→ Directions
Pull every line of the entries that has the word "tray".
BEGIN Exercise inputs
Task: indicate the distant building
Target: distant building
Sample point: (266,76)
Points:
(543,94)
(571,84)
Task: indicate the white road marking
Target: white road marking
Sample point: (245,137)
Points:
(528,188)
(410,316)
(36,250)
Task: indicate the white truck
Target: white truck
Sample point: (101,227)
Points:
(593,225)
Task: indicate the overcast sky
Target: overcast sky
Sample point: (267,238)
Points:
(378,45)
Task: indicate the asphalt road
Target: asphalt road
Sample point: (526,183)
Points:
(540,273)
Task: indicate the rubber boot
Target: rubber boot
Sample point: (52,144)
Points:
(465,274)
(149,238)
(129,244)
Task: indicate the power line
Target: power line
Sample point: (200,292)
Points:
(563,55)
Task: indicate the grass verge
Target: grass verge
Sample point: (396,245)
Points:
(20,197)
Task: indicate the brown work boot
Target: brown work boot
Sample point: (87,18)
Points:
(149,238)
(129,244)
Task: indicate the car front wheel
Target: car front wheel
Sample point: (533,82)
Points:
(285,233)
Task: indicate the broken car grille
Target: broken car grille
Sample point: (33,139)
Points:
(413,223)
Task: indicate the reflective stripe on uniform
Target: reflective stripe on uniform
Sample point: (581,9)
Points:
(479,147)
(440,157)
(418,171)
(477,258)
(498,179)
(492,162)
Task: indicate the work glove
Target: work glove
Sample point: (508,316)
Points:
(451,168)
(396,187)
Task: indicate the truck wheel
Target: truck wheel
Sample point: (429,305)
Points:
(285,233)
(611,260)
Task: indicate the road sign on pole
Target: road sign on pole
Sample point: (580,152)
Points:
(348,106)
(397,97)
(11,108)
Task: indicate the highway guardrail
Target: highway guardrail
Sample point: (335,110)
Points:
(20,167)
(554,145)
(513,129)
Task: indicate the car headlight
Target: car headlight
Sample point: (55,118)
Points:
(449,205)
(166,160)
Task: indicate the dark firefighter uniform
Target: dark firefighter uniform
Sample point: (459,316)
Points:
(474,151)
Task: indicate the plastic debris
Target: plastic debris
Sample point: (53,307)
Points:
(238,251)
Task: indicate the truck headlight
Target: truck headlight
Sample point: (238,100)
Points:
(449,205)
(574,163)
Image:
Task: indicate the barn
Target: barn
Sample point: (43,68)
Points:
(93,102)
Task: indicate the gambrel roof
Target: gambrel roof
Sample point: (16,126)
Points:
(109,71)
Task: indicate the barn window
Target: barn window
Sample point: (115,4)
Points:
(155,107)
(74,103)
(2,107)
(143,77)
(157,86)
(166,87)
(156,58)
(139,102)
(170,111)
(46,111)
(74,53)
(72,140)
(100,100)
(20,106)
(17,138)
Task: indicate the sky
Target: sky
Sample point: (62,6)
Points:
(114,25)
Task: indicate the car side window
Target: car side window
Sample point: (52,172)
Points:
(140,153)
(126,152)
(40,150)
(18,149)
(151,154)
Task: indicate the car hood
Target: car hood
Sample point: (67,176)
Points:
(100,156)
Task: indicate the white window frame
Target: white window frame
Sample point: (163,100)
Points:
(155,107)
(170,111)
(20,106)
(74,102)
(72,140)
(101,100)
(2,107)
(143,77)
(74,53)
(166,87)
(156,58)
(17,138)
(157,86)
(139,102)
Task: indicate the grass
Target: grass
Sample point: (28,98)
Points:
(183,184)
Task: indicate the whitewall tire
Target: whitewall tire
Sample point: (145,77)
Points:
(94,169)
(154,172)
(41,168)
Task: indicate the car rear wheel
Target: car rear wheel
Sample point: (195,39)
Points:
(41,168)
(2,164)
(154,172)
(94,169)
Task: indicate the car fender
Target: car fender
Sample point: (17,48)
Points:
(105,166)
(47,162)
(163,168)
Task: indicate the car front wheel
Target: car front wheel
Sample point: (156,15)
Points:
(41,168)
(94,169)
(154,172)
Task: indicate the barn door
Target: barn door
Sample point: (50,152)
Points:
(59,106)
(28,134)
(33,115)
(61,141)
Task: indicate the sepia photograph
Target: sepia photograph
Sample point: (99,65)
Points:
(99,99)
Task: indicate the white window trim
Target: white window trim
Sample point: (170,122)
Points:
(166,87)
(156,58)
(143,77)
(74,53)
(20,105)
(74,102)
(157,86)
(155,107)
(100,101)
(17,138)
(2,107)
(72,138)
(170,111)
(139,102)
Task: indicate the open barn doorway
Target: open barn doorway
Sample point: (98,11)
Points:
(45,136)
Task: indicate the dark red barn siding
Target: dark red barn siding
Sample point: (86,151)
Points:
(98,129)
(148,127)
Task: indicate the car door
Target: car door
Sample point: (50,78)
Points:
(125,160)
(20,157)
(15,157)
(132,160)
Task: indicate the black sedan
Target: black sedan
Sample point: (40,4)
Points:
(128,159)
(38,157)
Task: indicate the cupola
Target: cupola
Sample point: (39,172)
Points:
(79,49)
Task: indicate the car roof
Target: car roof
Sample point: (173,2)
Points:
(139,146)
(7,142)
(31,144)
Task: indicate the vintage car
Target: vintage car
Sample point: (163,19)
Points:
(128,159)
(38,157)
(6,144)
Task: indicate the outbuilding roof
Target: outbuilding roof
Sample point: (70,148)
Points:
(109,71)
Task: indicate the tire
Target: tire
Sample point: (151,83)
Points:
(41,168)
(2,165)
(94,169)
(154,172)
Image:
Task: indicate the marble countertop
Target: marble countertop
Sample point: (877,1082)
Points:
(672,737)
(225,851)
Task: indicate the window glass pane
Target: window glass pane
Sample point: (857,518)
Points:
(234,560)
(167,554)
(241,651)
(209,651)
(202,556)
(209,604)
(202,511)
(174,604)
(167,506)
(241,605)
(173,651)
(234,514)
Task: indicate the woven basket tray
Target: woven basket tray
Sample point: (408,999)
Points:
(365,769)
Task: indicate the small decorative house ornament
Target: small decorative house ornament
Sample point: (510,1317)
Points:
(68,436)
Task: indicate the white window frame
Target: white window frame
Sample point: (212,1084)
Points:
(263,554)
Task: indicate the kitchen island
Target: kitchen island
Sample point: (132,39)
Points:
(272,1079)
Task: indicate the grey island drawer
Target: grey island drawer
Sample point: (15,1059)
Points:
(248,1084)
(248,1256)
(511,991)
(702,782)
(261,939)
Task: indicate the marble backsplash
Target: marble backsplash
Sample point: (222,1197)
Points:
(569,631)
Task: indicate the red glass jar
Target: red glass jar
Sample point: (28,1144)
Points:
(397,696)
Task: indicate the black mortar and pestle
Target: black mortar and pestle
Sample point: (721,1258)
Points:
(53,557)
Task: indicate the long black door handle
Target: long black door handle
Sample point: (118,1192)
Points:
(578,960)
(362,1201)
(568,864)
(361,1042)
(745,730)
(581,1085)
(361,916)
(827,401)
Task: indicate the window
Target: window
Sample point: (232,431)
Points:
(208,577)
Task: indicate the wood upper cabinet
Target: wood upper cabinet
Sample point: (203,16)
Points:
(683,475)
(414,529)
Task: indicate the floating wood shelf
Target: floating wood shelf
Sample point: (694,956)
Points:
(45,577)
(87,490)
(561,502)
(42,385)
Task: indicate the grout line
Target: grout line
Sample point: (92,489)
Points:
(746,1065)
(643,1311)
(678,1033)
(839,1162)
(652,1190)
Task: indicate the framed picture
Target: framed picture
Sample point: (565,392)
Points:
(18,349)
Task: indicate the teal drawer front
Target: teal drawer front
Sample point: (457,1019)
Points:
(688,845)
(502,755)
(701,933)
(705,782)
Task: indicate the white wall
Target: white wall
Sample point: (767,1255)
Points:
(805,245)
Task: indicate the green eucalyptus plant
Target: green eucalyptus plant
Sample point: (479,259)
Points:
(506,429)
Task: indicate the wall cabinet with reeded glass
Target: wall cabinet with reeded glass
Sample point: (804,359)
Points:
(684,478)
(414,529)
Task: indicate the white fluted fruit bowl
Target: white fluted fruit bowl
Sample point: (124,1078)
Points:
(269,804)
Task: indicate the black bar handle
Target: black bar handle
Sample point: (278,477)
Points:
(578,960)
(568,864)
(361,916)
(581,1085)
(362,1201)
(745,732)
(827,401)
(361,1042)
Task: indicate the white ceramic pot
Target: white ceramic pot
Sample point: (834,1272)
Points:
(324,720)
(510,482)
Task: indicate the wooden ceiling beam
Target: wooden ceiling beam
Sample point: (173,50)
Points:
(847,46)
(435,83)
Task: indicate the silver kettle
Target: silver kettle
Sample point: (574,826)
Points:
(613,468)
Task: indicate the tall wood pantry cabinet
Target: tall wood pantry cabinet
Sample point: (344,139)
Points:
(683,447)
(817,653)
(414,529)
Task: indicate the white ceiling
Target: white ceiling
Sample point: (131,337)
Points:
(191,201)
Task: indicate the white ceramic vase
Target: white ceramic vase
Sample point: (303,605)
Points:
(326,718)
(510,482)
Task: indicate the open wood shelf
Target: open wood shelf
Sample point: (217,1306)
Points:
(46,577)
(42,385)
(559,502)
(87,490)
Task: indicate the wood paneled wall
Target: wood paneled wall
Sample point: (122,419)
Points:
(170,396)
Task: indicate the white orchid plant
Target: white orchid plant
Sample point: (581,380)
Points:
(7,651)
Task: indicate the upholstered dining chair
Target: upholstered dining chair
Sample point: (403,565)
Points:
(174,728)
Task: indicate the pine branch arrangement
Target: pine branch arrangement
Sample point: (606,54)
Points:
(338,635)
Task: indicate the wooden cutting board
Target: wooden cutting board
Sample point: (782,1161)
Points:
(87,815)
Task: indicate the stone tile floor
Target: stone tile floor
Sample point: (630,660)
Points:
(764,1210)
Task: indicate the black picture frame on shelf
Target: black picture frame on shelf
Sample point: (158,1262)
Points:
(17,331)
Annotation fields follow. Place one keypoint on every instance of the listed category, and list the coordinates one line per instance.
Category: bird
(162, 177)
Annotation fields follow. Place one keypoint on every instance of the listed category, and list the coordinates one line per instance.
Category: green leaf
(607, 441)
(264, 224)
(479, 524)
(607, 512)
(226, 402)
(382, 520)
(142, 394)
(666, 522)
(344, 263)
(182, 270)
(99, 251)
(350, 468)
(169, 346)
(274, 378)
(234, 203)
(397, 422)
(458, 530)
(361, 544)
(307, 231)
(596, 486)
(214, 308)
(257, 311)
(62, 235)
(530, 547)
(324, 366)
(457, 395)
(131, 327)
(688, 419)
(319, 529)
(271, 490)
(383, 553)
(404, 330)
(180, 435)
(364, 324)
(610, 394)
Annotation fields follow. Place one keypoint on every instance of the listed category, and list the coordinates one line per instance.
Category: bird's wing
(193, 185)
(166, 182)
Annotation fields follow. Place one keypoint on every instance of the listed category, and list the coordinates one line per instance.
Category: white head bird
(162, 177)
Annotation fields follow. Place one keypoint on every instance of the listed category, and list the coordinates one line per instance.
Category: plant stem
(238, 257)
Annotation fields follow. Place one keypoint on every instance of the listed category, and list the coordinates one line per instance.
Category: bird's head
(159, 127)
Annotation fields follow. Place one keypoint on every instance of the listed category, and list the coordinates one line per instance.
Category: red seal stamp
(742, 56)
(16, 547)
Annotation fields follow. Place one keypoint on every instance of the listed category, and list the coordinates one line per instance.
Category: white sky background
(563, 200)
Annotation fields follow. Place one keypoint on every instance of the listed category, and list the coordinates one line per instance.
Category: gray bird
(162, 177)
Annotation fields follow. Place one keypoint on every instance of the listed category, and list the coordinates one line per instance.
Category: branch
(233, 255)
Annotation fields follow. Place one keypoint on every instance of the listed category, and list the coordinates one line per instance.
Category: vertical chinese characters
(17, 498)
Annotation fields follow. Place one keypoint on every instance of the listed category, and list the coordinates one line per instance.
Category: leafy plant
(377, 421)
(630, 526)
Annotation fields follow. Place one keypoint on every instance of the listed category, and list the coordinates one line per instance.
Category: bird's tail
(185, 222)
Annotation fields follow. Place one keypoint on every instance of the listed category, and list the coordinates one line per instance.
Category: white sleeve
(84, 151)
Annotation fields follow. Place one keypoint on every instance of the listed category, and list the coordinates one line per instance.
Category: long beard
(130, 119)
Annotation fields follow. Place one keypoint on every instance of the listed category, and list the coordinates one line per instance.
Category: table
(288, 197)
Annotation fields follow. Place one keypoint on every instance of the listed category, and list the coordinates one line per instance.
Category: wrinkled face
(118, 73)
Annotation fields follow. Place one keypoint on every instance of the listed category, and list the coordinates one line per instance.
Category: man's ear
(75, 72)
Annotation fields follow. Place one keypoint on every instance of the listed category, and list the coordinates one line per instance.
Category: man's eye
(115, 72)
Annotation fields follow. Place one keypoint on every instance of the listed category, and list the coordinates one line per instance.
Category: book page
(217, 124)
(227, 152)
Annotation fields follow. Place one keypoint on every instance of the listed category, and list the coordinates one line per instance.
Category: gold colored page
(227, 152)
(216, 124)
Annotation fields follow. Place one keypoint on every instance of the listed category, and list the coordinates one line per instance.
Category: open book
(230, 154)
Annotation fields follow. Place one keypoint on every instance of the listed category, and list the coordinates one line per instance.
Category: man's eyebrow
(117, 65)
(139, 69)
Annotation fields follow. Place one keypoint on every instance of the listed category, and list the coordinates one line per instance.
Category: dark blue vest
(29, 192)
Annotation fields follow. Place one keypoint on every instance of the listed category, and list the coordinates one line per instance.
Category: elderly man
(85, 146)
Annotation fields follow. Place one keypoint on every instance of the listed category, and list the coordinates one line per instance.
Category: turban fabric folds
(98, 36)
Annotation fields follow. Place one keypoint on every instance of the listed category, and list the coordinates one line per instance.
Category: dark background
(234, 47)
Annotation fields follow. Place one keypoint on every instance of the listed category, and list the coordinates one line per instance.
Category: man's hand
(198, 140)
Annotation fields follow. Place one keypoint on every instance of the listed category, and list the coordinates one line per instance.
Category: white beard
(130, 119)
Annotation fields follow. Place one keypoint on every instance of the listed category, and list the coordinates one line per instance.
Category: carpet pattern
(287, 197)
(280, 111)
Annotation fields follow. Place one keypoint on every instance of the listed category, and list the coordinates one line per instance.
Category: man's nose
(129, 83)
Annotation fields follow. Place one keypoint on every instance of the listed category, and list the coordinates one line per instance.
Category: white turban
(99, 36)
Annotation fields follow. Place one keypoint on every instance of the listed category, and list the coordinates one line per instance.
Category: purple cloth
END Exercise inputs
→ Exercise solution
Task: indicate the woven basket tray
Target: woven basket tray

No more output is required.